● Brief A:
Reproduce word for word the portion of the passage on Rohr below, starting at "As of 2000, there were 49" and ending at "who are divorced.".
● Brief B:
According to the passage on Rohr below, which party was the most popular in the 2007 federal election?
● Brief C:
For each statement, state whether it agrees with the passage on Rohr below, answering yes or no and quoting the words of the passage that decide it. (i) In 2000, there were 43 apartments in the municipality. (ii) Voter turnout in the 2007 federal election was 75.4%. (iii) The greatest number of single family homes were built between 1990 and 2000.

BEGIN Reading text

As of 2000, there were 49 people who were single and never married in the municipality. There were 58 married individuals, 2 widows or widowers and 2 individuals who are divorced.

As of 2000, there were 40 private households in the municipality, and an average of 2.8 persons per household. There were 8 households that consist of only one person and 6 households with five or more people. Out of a total of 40 households that answered this question, 20.0% were households made up of just one person. Of the rest of the households, there are 11 married couples without children, 19 married couples with children There was one single parent with a child or children. There was 1 household that was made up of unrelated people.

In 2000 there were 19 single family homes (or 54.3% of the total) out of a total of 35 inhabited buildings. There were 2 multi-family buildings (5.7%), along with 11 multi-purpose buildings that were mostly used for housing (31.4%) and 3 other use buildings (commercial or industrial) that also had some housing (8.6%). Of the single family homes 5 were built before 1919, while 5 were built between 1990 and 2000. The greatest number of single family homes (7) were built between 1981 and 1990.

In 2000 there were 43 apartments in the municipality. The most common apartment size was 4 rooms of which there were 16. There were 1 single room apartments and 15 apartments with five or more rooms. Of these apartments, a total of 38 apartments (88.4% of the total) were permanently occupied, while 3 apartments (7.0%) were seasonally occupied and 2 apartments (4.7%) were empty. As of 2009, the construction rate of new housing units was 0 new units per 1000 residents. The vacancy rate for the municipality, in 2010, was 11.11%.

The historical population is given in the following chart:

==Politics==
In the 2007 federal election the most popular party was the CVP which received 35.71% of the vote. The next three most popular parties were the Green Party (27.07%), the FDP (21.43%) and the SVP (10.9%). In the federal election, a total of 39 votes were cast, and the voter turnout was 57.4%.

==Economy==
As of In 2010 2010, Rohr had an unemployment rate of 6.1%. As of 2008, there were 22 people employed in the primary economic sector and about 7 businesses involved in this sector. 3 people were employed in the secondary sector and there was 1 business in this sector. 5 people were employed in the tertiary sector, with 3 businesses in this sector. There were 53 residents of the municipality who were employed in some capacity, of which females made up 35.8% of the workforce.

END Reading text
BEGIN Supplied material

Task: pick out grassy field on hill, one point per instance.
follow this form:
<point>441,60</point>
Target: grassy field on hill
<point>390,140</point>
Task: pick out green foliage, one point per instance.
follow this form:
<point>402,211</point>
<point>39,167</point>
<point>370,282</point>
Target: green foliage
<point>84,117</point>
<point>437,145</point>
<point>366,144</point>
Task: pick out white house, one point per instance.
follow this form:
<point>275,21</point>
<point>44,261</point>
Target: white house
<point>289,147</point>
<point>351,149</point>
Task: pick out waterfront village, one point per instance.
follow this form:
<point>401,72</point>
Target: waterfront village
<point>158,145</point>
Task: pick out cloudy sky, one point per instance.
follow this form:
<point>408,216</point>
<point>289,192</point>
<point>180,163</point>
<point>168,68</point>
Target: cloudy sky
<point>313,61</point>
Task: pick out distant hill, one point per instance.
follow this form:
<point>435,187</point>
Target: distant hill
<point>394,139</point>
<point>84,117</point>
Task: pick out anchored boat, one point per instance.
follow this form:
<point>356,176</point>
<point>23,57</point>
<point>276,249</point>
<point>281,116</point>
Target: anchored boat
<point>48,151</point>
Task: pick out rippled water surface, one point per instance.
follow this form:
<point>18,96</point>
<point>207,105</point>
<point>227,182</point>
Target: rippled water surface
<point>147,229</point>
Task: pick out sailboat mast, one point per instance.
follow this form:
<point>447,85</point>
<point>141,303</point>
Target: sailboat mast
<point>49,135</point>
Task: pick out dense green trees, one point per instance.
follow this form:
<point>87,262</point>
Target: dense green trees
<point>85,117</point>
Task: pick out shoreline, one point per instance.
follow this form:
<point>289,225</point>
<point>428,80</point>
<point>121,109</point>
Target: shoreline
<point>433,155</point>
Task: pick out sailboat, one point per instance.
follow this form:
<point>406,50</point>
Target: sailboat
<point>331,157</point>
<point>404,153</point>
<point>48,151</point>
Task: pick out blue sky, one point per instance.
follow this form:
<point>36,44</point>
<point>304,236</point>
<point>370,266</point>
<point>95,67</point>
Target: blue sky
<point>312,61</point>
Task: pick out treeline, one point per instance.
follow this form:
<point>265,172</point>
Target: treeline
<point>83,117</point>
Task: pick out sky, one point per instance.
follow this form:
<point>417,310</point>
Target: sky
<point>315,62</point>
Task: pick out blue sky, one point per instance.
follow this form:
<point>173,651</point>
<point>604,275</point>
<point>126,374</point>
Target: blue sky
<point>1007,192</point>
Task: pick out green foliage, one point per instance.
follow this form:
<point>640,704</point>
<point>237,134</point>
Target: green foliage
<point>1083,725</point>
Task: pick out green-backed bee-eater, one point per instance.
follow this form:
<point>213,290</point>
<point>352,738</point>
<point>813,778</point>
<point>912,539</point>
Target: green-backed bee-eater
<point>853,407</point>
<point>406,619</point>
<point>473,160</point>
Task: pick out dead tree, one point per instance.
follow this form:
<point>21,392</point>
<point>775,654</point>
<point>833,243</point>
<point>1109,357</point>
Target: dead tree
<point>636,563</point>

END Supplied material

● Answer A:
As of 2000, there were 49 people who were single and never married in the municipality. There were 58 married individuals, 2 widows or widowers and 2 individuals who are divorced.

● Answer B:
The CVP, which received 35.71% of the vote.

● Answer C:
(i) Yes: "In 2000 there were 43 apartments in the municipality."
(ii) No: "the voter turnout was 57.4%."
(iii) No: "The greatest number of single family homes (7) were built between 1981 and 1990."